• **WRITTEN PROBLEM**
List every line in the records that contains the string "detect". Case counts.

**** EXTRACTED RECORDS ****

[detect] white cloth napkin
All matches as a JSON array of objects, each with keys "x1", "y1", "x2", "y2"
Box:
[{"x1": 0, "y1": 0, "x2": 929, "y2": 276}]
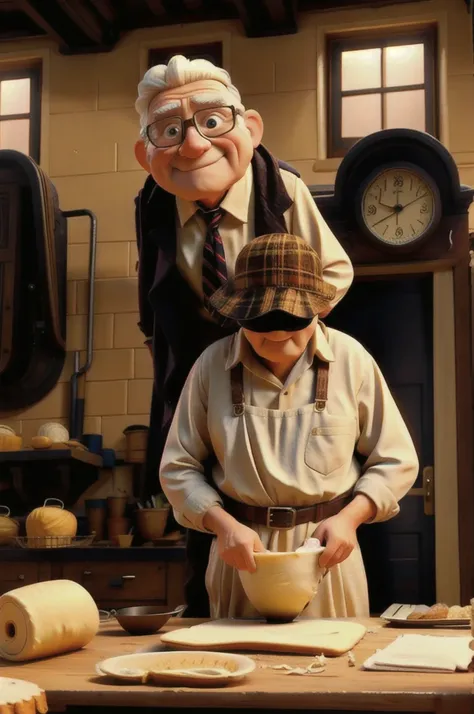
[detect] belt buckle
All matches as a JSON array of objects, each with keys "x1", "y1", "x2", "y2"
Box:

****
**** EXTRACTED RECORDS ****

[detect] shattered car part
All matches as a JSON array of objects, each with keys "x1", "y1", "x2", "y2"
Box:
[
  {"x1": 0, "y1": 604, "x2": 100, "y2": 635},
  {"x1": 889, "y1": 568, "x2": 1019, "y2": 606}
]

****

• **EXERCISE OUTPUT**
[detect] white cloth napkin
[detect] belt buckle
[detect] shattered car part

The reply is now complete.